▶ **TEXT SECTION**:
━━━
Tuesday, May 31, 2011

Memorial Day Pit Roast

The community up here on the mountain has only a few full-time residents.  But during the Summer months, when the holidays come around, many of the property owners come up to enjoy the outdoors.  To kickoff this year, at the annual Memorial Day get-together here on the mountain, we supplied two of our goats for the fire pit.

 Stirring the coals.

It was nice this year because it was more of a community effort, many pitched in to lend a hand.  It's a bit involved and the more the help the more rewarding it all is!  I don't have pictures yet of the butchering process because I'm usually the one who takes all the pictures, so maybe I'll just spare you the details of dressing and cutting the meat into good sections!  You hunters and private meat producers out there wouldn't see anything you haven't already seen anyway!

Soaking the burlap to wrap around the meat.

Foil-wrapped meat now being wrapped in burlap.

Wire wrapped around meat...

...form a handle...

...and now ready for the pit!

On a side note, John found this rattler on Thursday, and I guess he'll be mounting the skin on a board for his indoor decor.  We rarely see these lighter colored snakes around here.

My son makes his face making his feelings known concerning what he sees...

...but the next moment enthralled by the process!

 Back to the pit, adding prickly pear pads to the top of the coals.  It adds moisture and keeps the burlap wrapped meat directly off the coals.
━━━
Reproduce the whole Memorial Day pit roast post word for word.
━━━
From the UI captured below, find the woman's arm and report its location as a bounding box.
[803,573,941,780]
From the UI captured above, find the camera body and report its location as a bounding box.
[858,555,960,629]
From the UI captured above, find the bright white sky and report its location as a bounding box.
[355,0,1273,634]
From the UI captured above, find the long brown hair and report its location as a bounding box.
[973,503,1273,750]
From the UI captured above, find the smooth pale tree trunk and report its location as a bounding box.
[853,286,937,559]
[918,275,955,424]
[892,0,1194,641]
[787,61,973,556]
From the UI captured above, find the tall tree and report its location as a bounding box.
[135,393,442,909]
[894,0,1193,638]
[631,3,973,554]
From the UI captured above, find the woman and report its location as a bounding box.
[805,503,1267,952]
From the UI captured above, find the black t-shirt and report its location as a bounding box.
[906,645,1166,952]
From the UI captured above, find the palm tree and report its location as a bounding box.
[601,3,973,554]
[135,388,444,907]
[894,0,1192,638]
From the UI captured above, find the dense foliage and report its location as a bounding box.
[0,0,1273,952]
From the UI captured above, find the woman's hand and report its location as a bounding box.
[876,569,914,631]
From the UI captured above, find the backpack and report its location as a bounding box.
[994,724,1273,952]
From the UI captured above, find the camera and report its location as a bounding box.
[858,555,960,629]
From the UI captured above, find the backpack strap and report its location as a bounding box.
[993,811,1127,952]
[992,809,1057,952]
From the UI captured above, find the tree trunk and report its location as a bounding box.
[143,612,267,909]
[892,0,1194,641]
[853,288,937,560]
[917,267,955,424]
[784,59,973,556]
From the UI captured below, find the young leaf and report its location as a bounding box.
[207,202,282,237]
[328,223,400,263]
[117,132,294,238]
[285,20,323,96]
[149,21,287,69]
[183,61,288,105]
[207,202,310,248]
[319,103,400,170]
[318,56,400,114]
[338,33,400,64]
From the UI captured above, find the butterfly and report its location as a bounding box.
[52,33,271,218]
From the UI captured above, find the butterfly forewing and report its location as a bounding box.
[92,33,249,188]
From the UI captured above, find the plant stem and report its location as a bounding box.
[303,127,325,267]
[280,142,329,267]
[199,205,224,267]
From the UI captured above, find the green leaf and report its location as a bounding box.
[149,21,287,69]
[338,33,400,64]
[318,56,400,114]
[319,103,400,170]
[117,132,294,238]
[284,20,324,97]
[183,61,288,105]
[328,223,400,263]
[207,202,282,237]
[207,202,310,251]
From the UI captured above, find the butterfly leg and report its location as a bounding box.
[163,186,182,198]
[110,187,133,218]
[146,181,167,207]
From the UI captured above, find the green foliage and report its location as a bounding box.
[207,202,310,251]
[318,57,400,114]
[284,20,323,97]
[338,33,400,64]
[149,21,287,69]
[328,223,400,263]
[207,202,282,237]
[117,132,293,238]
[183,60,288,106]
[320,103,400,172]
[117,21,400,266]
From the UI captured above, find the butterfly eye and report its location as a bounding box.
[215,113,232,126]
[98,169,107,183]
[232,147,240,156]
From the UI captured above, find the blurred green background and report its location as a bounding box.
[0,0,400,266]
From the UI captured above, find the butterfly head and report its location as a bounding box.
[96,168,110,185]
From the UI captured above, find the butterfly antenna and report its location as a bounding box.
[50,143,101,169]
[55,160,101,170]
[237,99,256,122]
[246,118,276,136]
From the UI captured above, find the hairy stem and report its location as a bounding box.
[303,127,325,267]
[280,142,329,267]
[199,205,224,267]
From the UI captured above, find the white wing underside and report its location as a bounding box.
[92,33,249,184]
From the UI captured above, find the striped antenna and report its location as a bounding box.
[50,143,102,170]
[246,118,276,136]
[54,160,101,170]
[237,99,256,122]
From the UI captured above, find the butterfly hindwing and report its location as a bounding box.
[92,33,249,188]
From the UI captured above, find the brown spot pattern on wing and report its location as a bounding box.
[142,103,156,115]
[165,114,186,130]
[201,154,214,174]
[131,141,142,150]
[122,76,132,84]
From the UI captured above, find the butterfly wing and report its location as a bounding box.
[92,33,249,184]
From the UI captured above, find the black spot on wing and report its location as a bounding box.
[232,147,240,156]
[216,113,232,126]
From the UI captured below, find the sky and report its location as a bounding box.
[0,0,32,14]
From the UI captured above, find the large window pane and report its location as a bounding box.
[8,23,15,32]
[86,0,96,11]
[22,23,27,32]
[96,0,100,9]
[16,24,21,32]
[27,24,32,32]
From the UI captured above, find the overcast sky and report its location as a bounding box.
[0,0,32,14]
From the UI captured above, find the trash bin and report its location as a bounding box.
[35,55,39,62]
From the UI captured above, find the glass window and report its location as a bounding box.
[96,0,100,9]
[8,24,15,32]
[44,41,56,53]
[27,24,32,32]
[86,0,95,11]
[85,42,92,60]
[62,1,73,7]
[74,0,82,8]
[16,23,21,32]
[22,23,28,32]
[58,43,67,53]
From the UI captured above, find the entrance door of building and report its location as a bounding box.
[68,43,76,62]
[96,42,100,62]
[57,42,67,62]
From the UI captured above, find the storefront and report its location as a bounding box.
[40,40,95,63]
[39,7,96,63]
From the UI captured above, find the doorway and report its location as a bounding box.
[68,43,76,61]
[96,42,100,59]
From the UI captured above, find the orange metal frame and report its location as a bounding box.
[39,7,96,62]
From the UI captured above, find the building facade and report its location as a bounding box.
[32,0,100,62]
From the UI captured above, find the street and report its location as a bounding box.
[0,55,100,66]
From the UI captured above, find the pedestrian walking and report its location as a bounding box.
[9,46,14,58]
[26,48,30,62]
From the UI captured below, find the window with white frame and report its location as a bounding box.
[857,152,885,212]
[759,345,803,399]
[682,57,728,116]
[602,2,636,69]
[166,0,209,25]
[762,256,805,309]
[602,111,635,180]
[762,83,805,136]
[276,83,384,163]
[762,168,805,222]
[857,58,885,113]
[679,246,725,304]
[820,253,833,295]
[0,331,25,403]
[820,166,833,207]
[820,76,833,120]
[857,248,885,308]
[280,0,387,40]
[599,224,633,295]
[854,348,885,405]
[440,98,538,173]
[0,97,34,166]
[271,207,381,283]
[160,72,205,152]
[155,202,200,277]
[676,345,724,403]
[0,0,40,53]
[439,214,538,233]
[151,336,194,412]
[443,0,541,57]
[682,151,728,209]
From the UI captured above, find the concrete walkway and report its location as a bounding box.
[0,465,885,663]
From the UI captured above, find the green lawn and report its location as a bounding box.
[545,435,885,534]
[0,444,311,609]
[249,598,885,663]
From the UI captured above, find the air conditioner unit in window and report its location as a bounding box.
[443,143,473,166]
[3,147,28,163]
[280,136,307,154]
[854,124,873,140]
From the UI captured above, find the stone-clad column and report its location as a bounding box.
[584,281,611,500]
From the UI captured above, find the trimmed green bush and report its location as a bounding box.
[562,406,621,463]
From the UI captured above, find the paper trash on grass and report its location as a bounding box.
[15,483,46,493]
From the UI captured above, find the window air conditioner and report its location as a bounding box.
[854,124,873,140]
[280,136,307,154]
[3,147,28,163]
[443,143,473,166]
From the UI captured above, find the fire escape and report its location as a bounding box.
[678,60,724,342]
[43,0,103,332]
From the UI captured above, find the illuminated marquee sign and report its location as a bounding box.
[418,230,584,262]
━━━
▶ **SOLUTION**:
Tuesday, May 31, 2011

Memorial Day Pit Roast

The community up here on the mountain has only a few full-time residents.  But during the Summer months, when the holidays come around, many of the property owners come up to enjoy the outdoors.  To kickoff this year, at the annual Memorial Day get-together here on the mountain, we supplied two of our goats for the fire pit.

 Stirring the coals.

It was nice this year because it was more of a community effort, many pitched in to lend a hand.  It's a bit involved and the more the help the more rewarding it all is!  I don't have pictures yet of the butchering process because I'm usually the one who takes all the pictures, so maybe I'll just spare you the details of dressing and cutting the meat into good sections!  You hunters and private meat producers out there wouldn't see anything you haven't already seen anyway!

Soaking the burlap to wrap around the meat.

Foil-wrapped meat now being wrapped in burlap.

Wire wrapped around meat...

...form a handle...

...and now ready for the pit!

On a side note, John found this rattler on Thursday, and I guess he'll be mounting the skin on a board for his indoor decor.  We rarely see these lighter colored snakes around here.

My son makes his face making his feelings known concerning what he sees...

...but the next moment enthralled by the process!

 Back to the pit, adding prickly pear pads to the top of the coals.  It adds moisture and keeps the burlap wrapped meat directly off the coals.